WORK TO COMPLETE >>
1. In the excerpt on detecting intact viruses for water quality monitoring, why might a binding assay fail to show that a virus has been inactivated? Answer in one to three sentences.
2. Write the next paragraph of the excerpt on detecting intact viruses for water quality monitoring, picking up after its final sentence.

EXCERPT TO READ >>
++++++
An alternative approach to discriminating free nucleic acids is via targeting virus capable of successful host binding, demonstrating a functionally intact viral capsid. This approach has previously been demonstrated for norovirus and rotavirus using porcine gastric mucin.134 Binding assays must be tailored for a specific viral target and have not been demonstrated for widespread environmental application. In addition, binding assays may not capture damage to the viral genome, which may be the predominant mechanism for viral inactivation for certain viruses and conditions.135

Finally, advances in viral culturing, for example, the recent successful culturing of norovirus in human intestinal enteroids to determine viral inactivation131 and the recently reported successful cultivation of CrAssphage,78 may provide the opportunity to develop culture-based detection approaches for previously unculturable viral targets for viral water quality monitoring. At a minimum, emerging cultivation approaches will be useful to validate methods design to target viable virus as described above.

Additional approaches and validation of methods to discriminate molecular detections from intact virus will be necessary to propel the widespread adoption of molecular tools for water quality monitoring. The path forward will likely require a multi-tiered approach, integrating approaches to exclude free viral nucleic acids and target intact viral capsids, as well as emerging cultivation approaches to confirm the suitability of other methodologies.
++++++
Records from a data source

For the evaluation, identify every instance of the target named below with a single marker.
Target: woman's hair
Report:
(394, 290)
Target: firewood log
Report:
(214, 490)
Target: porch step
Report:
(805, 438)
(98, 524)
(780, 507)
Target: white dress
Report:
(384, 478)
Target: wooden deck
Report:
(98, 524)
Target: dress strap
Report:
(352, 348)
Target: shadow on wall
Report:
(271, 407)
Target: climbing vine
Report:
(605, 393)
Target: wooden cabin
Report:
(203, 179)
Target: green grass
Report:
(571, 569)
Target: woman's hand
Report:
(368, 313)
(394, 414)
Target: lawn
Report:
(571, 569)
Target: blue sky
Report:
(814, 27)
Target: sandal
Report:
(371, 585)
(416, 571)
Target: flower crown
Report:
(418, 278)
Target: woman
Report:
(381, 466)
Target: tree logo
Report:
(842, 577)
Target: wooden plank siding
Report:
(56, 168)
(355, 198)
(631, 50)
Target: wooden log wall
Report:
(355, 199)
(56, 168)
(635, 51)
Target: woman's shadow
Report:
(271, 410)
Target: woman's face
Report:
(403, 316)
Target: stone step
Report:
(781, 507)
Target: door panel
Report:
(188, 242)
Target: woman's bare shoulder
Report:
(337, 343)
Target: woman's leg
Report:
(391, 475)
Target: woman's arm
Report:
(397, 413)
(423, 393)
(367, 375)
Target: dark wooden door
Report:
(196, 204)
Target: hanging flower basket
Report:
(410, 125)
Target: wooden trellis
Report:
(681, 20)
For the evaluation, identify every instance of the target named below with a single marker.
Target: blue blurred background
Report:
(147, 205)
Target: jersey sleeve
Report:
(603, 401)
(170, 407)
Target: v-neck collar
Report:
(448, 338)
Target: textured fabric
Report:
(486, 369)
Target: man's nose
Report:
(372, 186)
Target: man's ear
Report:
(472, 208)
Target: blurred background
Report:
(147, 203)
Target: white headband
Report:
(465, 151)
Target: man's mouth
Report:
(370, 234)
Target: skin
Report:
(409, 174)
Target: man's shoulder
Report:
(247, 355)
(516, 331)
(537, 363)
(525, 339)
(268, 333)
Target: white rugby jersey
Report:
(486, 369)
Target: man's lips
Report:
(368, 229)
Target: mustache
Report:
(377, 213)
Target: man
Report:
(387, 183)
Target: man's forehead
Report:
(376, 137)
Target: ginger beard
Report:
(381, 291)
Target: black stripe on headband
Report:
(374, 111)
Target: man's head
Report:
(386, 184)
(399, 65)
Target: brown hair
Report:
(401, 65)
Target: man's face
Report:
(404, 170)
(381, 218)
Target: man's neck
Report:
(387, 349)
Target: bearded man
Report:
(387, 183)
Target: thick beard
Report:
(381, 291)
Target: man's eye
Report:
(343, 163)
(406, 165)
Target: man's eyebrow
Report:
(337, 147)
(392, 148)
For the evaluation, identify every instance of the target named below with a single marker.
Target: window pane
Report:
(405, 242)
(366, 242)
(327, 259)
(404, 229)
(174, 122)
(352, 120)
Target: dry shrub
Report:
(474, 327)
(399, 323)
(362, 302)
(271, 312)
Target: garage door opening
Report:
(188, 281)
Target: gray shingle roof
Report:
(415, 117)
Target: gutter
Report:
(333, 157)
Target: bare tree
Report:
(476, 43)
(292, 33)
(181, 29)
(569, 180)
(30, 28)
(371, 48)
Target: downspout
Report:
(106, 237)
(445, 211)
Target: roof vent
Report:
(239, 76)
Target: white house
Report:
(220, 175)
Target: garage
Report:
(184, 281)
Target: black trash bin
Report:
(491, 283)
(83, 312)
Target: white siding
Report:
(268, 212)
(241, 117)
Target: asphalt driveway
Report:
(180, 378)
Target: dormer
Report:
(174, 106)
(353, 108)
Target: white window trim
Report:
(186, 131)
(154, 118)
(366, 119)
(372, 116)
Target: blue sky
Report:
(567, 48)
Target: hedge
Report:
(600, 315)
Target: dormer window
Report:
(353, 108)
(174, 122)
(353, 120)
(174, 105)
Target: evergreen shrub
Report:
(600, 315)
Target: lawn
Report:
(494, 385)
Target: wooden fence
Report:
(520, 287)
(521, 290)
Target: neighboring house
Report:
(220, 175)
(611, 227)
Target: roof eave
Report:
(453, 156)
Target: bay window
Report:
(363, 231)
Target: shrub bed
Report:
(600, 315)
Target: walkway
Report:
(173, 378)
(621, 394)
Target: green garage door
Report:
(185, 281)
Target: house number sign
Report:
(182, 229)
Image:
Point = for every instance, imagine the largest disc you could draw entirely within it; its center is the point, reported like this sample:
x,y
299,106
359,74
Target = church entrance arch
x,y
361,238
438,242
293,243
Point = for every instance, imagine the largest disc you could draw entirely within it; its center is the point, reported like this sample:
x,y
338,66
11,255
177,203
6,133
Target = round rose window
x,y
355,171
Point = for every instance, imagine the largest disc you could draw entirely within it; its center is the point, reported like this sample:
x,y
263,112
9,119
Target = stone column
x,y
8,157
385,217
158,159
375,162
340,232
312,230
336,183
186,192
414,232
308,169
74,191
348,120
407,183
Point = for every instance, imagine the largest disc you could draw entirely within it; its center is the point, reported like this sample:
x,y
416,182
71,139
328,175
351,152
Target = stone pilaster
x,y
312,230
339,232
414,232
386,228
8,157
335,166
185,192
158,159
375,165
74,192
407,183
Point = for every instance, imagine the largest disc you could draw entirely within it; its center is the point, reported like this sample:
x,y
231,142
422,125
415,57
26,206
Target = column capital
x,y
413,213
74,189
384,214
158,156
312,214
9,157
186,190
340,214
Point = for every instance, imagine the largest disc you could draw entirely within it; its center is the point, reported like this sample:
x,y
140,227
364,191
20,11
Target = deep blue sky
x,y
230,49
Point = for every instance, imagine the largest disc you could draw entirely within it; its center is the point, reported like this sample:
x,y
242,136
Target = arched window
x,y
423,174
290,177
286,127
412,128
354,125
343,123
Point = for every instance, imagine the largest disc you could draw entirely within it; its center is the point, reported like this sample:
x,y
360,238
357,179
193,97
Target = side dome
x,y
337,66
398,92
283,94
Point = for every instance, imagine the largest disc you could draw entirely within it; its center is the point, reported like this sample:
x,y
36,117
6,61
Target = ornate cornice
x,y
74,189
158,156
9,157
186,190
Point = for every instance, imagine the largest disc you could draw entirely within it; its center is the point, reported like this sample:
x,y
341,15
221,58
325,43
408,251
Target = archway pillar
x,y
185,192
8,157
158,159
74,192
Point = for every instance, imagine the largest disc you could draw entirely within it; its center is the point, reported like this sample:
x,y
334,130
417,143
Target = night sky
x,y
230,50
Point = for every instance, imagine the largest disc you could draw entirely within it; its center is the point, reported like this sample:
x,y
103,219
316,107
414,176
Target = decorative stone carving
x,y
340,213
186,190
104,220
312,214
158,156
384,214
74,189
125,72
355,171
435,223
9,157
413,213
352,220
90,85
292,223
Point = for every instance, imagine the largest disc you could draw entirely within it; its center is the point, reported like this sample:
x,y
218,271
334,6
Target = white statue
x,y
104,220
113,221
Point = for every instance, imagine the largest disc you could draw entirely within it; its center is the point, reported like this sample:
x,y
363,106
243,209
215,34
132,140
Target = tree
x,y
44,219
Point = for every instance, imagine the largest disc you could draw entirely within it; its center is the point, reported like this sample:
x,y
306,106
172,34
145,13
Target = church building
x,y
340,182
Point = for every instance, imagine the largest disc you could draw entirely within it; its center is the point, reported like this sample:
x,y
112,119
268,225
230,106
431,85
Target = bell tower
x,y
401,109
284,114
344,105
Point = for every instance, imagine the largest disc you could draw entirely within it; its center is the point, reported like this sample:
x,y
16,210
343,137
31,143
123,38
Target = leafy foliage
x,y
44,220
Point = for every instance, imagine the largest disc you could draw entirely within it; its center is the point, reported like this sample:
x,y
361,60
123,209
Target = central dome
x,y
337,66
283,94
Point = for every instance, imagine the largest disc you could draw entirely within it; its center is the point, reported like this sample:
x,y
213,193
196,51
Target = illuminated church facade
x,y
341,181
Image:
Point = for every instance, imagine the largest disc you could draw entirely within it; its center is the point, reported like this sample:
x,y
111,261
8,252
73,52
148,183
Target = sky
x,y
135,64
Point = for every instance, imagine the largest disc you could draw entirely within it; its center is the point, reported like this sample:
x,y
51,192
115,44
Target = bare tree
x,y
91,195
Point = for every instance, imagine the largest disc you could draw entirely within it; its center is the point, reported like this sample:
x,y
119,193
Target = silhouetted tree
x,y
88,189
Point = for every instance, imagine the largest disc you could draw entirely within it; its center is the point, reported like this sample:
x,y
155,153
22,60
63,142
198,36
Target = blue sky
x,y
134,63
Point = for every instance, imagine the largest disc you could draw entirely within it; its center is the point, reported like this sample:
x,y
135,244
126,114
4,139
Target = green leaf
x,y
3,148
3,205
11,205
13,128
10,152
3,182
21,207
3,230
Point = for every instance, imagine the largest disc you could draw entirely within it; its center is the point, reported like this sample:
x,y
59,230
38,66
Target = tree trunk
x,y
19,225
++++++
ANSWERS PROVIDED >>
1. Binding assays may not capture damage to the viral genome. For certain viruses and conditions, that genome damage may be the main way a virus is inactivated, so a virus with an intact capsid could still bind even though it is no longer infectious.

2.
Summary and outlook

A critical need remains for viral water quality indicators with potentially diverse applications, including recreational and agricultural water quality monitoring, fecal source tracking, and wastewater reuse. The recent rise in human microbiome data and discovery of human-associated viruses provides a rich opportunity to develop molecular viral water quality monitoring tools. In general, novel human-associated viruses suspected of causing disease, such as HBoV, HCoSV, and Klassevirus in this discussion, are less abundant in wastewater but more human-specific, while bacteriophages such as CrAssphage and food-associated viruses such as PMMoV are more abundant in wastewater but less human-specific. Given that the primary challenge in viral detection is low target abundance and that the potential exists to improve human-specificity of assays through modification or a toolbox approach (that is, using the developed assays in conjunction with others), the immediate richest potential for viral water quality tool development appears to be with bacteriophages or food-associated viruses. Several research areas are necessary to enable the widespread application of these assays, including investigating the association of viral indicators with disease, geographic distribution, and fate and persistence in the environment. In addition, improved tools to exclude non-viable virus from molecular assessments that would not be indicative of a recent pollution event are necessary. There remains a critical need to provide improved viral water quality monitoring tools that would have the potential to reduce hundreds of millions of illnesses globally each year. The improved resolution of human-associated viral diversity enabled by microbiome research provides a significant opportunity for improved viral water quality management tools to address this need.